Task objective:
Make an exact copy of the entries below and leave any picture out of it.

Exercise material:

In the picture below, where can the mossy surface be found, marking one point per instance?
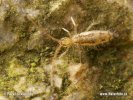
(26, 52)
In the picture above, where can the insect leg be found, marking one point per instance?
(67, 32)
(75, 25)
(91, 25)
(64, 52)
(53, 68)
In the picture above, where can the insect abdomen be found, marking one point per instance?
(92, 38)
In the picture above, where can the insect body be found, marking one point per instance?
(87, 38)
(92, 38)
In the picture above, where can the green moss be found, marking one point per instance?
(110, 58)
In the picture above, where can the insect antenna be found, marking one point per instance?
(75, 25)
(68, 32)
(53, 68)
(91, 25)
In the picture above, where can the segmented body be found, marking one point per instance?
(92, 38)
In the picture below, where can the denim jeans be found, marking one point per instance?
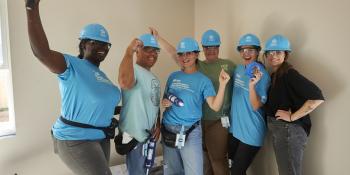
(289, 141)
(187, 160)
(84, 157)
(135, 161)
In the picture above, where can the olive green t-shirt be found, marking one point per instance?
(212, 71)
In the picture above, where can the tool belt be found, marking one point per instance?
(109, 131)
(169, 138)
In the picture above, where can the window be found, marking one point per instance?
(7, 117)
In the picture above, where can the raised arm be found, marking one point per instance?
(39, 43)
(215, 103)
(126, 76)
(164, 44)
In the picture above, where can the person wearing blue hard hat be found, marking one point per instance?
(82, 133)
(291, 99)
(248, 128)
(139, 118)
(194, 88)
(214, 124)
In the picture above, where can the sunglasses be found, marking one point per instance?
(96, 43)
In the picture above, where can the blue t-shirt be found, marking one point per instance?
(87, 96)
(248, 125)
(193, 89)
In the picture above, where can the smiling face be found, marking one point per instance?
(147, 57)
(187, 59)
(248, 53)
(211, 53)
(275, 58)
(95, 51)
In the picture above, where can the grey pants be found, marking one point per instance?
(85, 157)
(289, 141)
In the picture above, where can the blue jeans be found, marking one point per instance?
(289, 141)
(84, 157)
(135, 161)
(188, 159)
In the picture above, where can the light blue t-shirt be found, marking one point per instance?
(248, 125)
(87, 96)
(193, 89)
(140, 104)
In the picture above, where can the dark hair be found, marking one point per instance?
(284, 67)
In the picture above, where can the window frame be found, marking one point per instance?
(7, 129)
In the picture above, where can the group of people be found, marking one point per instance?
(221, 110)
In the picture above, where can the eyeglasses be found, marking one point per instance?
(150, 50)
(96, 43)
(186, 54)
(249, 51)
(211, 47)
(274, 52)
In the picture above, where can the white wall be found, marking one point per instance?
(319, 33)
(36, 96)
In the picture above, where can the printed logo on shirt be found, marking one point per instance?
(240, 83)
(155, 92)
(225, 67)
(177, 84)
(101, 79)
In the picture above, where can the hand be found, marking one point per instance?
(156, 132)
(134, 45)
(166, 103)
(256, 78)
(284, 115)
(224, 77)
(31, 4)
(154, 32)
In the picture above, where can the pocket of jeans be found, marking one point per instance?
(54, 140)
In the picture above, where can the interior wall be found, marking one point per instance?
(319, 34)
(36, 95)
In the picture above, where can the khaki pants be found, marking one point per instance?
(215, 148)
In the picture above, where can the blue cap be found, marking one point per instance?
(94, 32)
(278, 42)
(149, 40)
(187, 44)
(211, 38)
(248, 40)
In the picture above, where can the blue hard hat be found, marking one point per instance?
(187, 44)
(211, 38)
(95, 32)
(149, 40)
(248, 40)
(278, 42)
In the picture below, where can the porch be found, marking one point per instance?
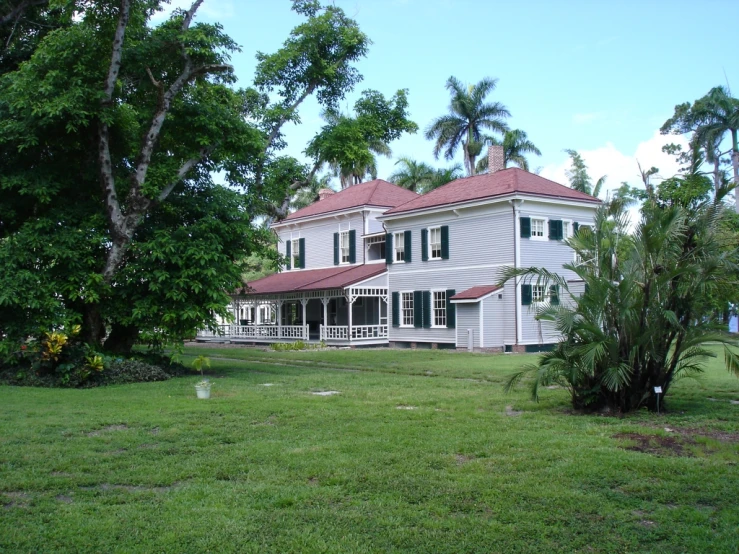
(355, 315)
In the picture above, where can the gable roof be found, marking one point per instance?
(312, 279)
(372, 193)
(490, 185)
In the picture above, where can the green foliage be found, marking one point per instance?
(469, 115)
(295, 346)
(643, 317)
(349, 144)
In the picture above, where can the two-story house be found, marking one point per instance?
(377, 264)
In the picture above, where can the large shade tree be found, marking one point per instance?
(470, 114)
(110, 132)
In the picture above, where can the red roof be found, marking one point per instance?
(475, 292)
(372, 193)
(489, 185)
(312, 279)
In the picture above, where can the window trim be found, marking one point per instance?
(396, 243)
(401, 319)
(433, 309)
(348, 247)
(295, 254)
(544, 229)
(429, 253)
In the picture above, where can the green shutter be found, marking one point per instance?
(427, 309)
(396, 309)
(417, 308)
(444, 242)
(424, 245)
(555, 229)
(525, 295)
(525, 223)
(451, 310)
(554, 295)
(407, 245)
(352, 246)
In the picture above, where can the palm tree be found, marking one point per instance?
(716, 114)
(412, 175)
(443, 176)
(515, 145)
(469, 115)
(641, 320)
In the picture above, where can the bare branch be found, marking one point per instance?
(186, 167)
(16, 12)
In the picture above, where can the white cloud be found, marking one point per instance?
(619, 166)
(210, 10)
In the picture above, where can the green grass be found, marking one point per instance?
(148, 468)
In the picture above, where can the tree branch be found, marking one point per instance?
(16, 12)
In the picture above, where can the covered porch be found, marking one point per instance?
(355, 314)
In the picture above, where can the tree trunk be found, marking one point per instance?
(122, 339)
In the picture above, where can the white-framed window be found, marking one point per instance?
(538, 228)
(344, 247)
(438, 308)
(435, 243)
(295, 254)
(406, 309)
(538, 293)
(399, 249)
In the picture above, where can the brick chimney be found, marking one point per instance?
(496, 159)
(324, 193)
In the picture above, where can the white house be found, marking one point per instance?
(377, 264)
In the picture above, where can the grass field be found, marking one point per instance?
(419, 452)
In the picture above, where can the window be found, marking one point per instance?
(295, 254)
(566, 229)
(435, 243)
(537, 228)
(399, 248)
(538, 293)
(438, 298)
(344, 247)
(406, 309)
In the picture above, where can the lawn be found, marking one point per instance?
(420, 451)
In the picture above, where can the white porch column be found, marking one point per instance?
(279, 303)
(325, 302)
(304, 302)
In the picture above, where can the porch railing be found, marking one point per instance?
(274, 332)
(357, 332)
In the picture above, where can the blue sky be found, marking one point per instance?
(598, 77)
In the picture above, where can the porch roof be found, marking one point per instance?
(312, 279)
(475, 293)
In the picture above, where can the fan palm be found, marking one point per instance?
(640, 321)
(412, 175)
(515, 145)
(469, 115)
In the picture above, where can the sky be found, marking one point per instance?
(597, 77)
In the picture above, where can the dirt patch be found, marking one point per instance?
(107, 429)
(657, 444)
(463, 459)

Your response:
In the picture below, where can the mossy surface be found, marking one point per instance?
(26, 52)
In the picture above, where can the insect leg be found, marking one point per instance?
(67, 32)
(75, 25)
(91, 25)
(64, 52)
(53, 68)
In the picture above, where can the insect abdomen be found, marking one point per instance?
(92, 38)
In the picture above, where can the insect body be found, marking one point per instance?
(87, 38)
(92, 38)
In the picture above, where can the green moss be found, marking one point per instance?
(110, 58)
In the picture above, where can the insect antenna be found, marking one point per instance?
(75, 25)
(68, 32)
(53, 68)
(91, 25)
In the picture above, where can the segmented body be found, marking one point per instance?
(92, 38)
In the picture below, where can the denim jeans be found, marking one point per instance?
(289, 141)
(187, 160)
(84, 157)
(135, 161)
In the picture above, where can the olive green t-shirt be found, marking one point per instance?
(212, 71)
In the picture above, where can the tool belt be found, marking one point per instance?
(109, 131)
(169, 138)
In the picture above, where can the window be found, marking one point per instance?
(7, 117)
In the picture above, where can the raised arm be found, marking one point per instance?
(39, 43)
(215, 103)
(126, 76)
(164, 44)
In the picture above, where can the person wearing blue hard hat be found, marking one point per instance?
(82, 133)
(291, 99)
(248, 128)
(139, 118)
(194, 88)
(214, 124)
In the picture above, where can the sunglasses be found, marking one point per instance?
(96, 43)
In the picture above, where can the blue t-shirt be found, marking one point per instance?
(87, 96)
(248, 125)
(193, 89)
In the picture above, where can the smiling face be found, marking one point per instance?
(147, 57)
(187, 59)
(248, 53)
(211, 53)
(275, 58)
(95, 51)
In the picture above, where can the grey pants be found, marking one point per instance?
(85, 157)
(289, 141)
In the picture above, where can the blue jeans be found, marking one point per instance?
(289, 141)
(84, 157)
(135, 161)
(188, 159)
In the picture above, where can the light blue t-shirt be found, marking one point per instance?
(248, 125)
(87, 96)
(193, 89)
(140, 104)
In the picture above, where can the dark hair be found, marking one point per instance?
(284, 67)
In the picture above, where can the window frame be found, marking one point per instance?
(7, 129)
In the picture above, where can the group of people be found, marking one point per instance?
(221, 110)
In the picture above, where can the eyeglasses be found, marking one point per instance?
(150, 50)
(96, 43)
(186, 54)
(249, 51)
(211, 47)
(274, 52)
In the picture above, where can the white wall be found, marking one point per instance?
(319, 33)
(36, 96)
In the picture above, where can the printed logo on shirt be found, marking one point per instance?
(240, 83)
(155, 92)
(225, 67)
(177, 84)
(101, 79)
In the picture above, where can the hand be found, marking one point per instance?
(156, 132)
(134, 45)
(166, 103)
(256, 78)
(284, 115)
(224, 77)
(31, 4)
(154, 32)
In the picture above, where can the pocket of jeans be found, marking one point per instance?
(54, 140)
In the picture above, where can the interior wall be found, marking one point per instance?
(319, 34)
(36, 95)
In the picture above, where can the khaki pants be found, marking one point per instance?
(215, 148)
In the picture above, where can the blue cap be found, marking one point per instance?
(94, 32)
(278, 42)
(149, 40)
(187, 44)
(211, 38)
(248, 40)
In the picture above, where can the blue hard hat be found, marking one point per instance?
(187, 44)
(211, 38)
(95, 32)
(149, 40)
(248, 40)
(278, 42)
In the picture below, where can the porch be found, marking one point per instance?
(355, 315)
In the picture above, where can the gable roof be found, marking one point per instance?
(312, 279)
(372, 193)
(490, 185)
In the picture above, where can the green foliage be found, marking one point per instance?
(469, 115)
(295, 346)
(643, 317)
(349, 144)
In the picture above, where can the two-story house be found, marking one point per instance?
(377, 264)
In the picture above, where can the large shade tree be found, marking one point per instance?
(470, 114)
(110, 132)
In the picture above, where can the red roof be found, marking one point per instance?
(475, 292)
(372, 193)
(489, 185)
(312, 279)
In the picture above, where can the window trim be found, marking one point per instance?
(396, 243)
(401, 319)
(433, 309)
(348, 247)
(295, 254)
(544, 229)
(429, 253)
In the picture above, where can the green shutter be found, marking one point per instance?
(427, 309)
(396, 309)
(417, 308)
(444, 242)
(424, 245)
(555, 229)
(525, 295)
(525, 223)
(451, 310)
(554, 295)
(407, 245)
(352, 246)
In the picture above, where can the palm tree be found, marking one point per instance?
(716, 114)
(412, 175)
(443, 176)
(515, 145)
(469, 115)
(641, 320)
In the picture above, where can the bare branch be found, marking one point per instance?
(186, 167)
(16, 12)
In the picture above, where can the white cloud be found, marking one point per instance?
(619, 166)
(210, 10)
In the picture above, where can the green grass be found, marking one point per instance?
(148, 468)
In the picture above, where can the tree branch be found, marking one point per instance?
(16, 12)
In the picture above, where can the covered porch be found, marking one point per instance?
(355, 314)
In the picture above, where can the tree trunk be found, marking one point per instance?
(122, 339)
In the picture above, where can the white-framed window be found, marking one point per instance?
(538, 228)
(344, 247)
(438, 308)
(435, 243)
(295, 254)
(406, 309)
(538, 293)
(399, 249)
In the picture above, where can the brick chimney be found, marking one point per instance?
(496, 159)
(324, 193)
In the picture above, where can the white house be found, marking one point per instance?
(377, 264)
In the picture above, where can the grass field be found, marking one point per instance?
(419, 452)
In the picture above, where can the window be found, marking one point per instance?
(295, 254)
(566, 229)
(435, 243)
(537, 228)
(399, 248)
(538, 293)
(438, 298)
(344, 247)
(406, 309)
In the picture above, where can the lawn be found, marking one point per instance?
(420, 451)
In the picture above, where can the white porch column be found, marking one point per instance?
(279, 303)
(325, 302)
(304, 302)
In the picture above, where can the porch railing be found, marking one point per instance?
(274, 332)
(357, 332)
In the picture above, where can the blue sky be found, marking one point per instance?
(598, 77)
In the picture above, where can the porch roof be found, marking one point per instance?
(312, 279)
(475, 293)
In the picture above, where can the fan palm be found, marking one point per instance?
(640, 321)
(412, 175)
(515, 145)
(469, 115)
In the picture above, where can the sky be found, marking one point per instance?
(597, 77)
In the picture above, where can the dirt patch be found, marking one point per instance?
(107, 429)
(657, 444)
(463, 459)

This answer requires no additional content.